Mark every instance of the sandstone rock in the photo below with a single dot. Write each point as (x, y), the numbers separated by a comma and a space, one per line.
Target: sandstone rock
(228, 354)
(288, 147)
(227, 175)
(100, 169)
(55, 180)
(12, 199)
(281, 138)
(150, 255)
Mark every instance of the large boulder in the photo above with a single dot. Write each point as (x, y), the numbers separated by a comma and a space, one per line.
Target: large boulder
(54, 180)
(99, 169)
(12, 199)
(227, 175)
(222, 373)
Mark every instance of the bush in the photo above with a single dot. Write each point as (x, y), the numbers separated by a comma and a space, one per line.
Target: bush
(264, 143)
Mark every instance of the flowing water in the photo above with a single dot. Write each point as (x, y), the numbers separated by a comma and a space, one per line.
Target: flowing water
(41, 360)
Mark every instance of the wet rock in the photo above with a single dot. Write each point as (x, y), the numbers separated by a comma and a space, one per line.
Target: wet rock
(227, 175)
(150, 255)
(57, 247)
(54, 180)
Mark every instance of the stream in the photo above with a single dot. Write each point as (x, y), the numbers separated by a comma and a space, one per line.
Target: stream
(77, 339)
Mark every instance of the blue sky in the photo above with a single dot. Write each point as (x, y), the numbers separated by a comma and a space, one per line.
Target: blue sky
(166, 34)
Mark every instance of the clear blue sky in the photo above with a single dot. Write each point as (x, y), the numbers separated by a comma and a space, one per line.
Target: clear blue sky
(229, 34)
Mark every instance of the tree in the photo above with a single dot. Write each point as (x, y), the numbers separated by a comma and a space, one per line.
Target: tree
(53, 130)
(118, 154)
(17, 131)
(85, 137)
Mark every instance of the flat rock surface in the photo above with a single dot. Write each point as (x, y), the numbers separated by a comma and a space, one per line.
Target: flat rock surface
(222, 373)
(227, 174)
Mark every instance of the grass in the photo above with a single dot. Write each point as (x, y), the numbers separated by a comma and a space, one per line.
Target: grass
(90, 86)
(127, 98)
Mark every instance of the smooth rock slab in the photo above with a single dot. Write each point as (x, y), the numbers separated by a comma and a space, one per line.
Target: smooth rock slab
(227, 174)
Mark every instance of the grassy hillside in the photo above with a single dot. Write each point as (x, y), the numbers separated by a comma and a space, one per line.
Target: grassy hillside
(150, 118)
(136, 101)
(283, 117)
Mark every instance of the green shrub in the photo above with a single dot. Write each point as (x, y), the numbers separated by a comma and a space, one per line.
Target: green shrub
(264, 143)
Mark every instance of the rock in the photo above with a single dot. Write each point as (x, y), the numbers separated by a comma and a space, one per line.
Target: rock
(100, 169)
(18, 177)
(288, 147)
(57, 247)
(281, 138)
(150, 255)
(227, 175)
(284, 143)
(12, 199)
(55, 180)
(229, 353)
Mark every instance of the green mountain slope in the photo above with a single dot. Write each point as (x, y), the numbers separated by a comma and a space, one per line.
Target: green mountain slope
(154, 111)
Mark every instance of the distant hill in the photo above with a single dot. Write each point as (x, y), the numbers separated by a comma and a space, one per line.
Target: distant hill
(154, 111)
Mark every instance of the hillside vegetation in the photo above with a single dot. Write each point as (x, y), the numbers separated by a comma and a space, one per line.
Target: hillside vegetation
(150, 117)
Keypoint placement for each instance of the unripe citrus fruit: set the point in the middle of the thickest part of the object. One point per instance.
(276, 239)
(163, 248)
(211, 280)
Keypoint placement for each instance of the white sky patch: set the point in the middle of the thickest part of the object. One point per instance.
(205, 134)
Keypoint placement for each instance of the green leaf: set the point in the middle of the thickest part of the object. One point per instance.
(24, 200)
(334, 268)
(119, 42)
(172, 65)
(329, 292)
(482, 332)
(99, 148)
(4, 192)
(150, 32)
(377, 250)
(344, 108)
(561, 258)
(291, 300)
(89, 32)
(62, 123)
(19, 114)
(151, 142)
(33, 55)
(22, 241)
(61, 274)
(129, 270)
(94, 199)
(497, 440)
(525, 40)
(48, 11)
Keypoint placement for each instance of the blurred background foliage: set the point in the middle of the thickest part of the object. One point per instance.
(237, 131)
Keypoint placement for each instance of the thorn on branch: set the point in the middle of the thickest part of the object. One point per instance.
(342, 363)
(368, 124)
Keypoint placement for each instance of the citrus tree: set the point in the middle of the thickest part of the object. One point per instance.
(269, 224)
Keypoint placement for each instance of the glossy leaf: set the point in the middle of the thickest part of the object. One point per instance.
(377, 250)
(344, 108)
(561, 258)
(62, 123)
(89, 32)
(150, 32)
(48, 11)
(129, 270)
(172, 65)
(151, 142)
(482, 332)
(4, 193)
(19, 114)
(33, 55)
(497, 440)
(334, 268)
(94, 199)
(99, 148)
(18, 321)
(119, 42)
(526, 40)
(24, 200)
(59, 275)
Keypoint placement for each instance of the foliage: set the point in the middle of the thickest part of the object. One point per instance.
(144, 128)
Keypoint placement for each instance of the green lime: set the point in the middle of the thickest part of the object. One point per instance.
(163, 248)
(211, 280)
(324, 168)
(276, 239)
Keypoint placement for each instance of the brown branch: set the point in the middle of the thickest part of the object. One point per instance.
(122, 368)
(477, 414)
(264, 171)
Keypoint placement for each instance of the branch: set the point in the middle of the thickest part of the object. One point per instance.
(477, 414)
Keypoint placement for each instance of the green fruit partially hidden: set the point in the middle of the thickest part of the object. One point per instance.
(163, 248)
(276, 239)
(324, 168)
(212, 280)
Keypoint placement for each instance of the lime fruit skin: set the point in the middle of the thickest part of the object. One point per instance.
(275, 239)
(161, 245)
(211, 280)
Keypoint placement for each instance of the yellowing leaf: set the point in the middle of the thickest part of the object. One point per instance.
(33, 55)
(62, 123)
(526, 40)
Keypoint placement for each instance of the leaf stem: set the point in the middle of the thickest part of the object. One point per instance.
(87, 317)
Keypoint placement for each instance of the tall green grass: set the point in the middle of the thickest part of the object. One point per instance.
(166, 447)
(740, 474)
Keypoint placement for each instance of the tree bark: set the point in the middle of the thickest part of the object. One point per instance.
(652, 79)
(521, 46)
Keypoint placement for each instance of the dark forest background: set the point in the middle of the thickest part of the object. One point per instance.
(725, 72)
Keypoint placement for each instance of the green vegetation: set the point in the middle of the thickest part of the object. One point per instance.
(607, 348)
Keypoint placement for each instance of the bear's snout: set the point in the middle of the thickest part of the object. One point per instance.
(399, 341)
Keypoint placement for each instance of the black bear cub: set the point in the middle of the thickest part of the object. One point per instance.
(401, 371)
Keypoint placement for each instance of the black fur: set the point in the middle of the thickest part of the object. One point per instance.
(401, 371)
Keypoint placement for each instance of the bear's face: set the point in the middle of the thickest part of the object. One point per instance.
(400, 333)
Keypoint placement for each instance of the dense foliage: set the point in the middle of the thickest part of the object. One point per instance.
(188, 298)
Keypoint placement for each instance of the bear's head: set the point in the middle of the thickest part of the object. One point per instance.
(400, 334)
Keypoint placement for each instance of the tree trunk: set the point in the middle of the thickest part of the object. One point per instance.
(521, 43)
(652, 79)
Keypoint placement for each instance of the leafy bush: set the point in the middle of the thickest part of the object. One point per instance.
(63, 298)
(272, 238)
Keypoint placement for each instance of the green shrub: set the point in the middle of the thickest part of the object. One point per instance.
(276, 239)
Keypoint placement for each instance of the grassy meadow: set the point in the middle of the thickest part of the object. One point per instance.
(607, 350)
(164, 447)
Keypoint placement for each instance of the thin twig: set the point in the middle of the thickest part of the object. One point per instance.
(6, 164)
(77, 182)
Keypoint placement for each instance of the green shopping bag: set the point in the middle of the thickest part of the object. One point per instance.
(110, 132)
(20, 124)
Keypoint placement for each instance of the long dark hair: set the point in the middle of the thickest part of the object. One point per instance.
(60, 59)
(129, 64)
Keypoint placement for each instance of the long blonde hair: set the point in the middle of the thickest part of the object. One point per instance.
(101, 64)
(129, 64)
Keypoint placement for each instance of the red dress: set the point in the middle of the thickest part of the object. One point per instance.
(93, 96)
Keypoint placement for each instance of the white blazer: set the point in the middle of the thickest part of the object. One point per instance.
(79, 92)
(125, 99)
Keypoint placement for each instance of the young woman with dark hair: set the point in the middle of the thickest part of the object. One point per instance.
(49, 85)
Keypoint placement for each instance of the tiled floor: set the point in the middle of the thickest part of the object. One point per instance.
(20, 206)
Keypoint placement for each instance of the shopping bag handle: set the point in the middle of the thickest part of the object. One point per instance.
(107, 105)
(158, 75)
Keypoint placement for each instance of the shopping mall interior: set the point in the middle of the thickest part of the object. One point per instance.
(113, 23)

▶ [WHAT IS BEING ASKED]: From the records above, print only the lines between the one holding "Mark every instance of the wet" and the one holding "Mark every instance of the rock", inclusive, exactly as they stand.

▶ [EXERCISE OUTPUT]:
Mark every instance of the wet rock in the photo above with a single dot. Write each point as (x, y), the numbers separated by a comma and a space, one per line.
Target: wet rock
(227, 175)
(150, 255)
(57, 247)
(54, 180)
Mark every instance of the stream in the photo above with a single dot. Write each point as (x, y), the numbers separated by a comma and a space, one per line.
Target: stream
(77, 339)
Mark every instance of the blue sky in the photo above with a single dot. Write each point as (x, y), the numbers separated by a comma and a space, one per line.
Target: blue sky
(166, 34)
Mark every instance of the clear blue sky in the photo above with a single dot. Write each point as (x, y), the numbers separated by a comma and a space, one per line.
Target: clear blue sky
(229, 34)
Mark every instance of the tree in the photo above with a single dot. Write each point as (x, y), the numbers separated by a comma and a space, one per line.
Target: tree
(53, 130)
(118, 154)
(17, 131)
(85, 137)
Mark every instance of the flat rock surface in the photo above with a single dot. Write each point as (x, y), the numbers separated by a comma and a space, one per line.
Target: flat rock surface
(222, 373)
(227, 174)
Mark every instance of the grass in the photo above with a single dot. Write each point as (x, y), the numbers separated by a comma and a space, one per line.
Target: grass
(90, 86)
(127, 98)
Mark every instance of the smooth rock slab in the photo above with a single dot. Write each point as (x, y), the numbers separated by a comma and a space, one per line.
Target: smooth rock slab
(227, 174)
Mark every instance of the grassy hillside in the photo above with a single dot. Write each point as (x, y), the numbers separated by a comma and a space, one per line.
Target: grassy hillside
(150, 118)
(136, 101)
(283, 117)
Mark every instance of the green shrub in the photo above with a single dot. Write each point as (x, y), the numbers separated by a comma and a space, one per line.
Target: green shrub
(264, 143)
Mark every instance of the rock in the photo above with a single dot. Write each point as (x, y), the numbers separated by a comma and a space, one per line.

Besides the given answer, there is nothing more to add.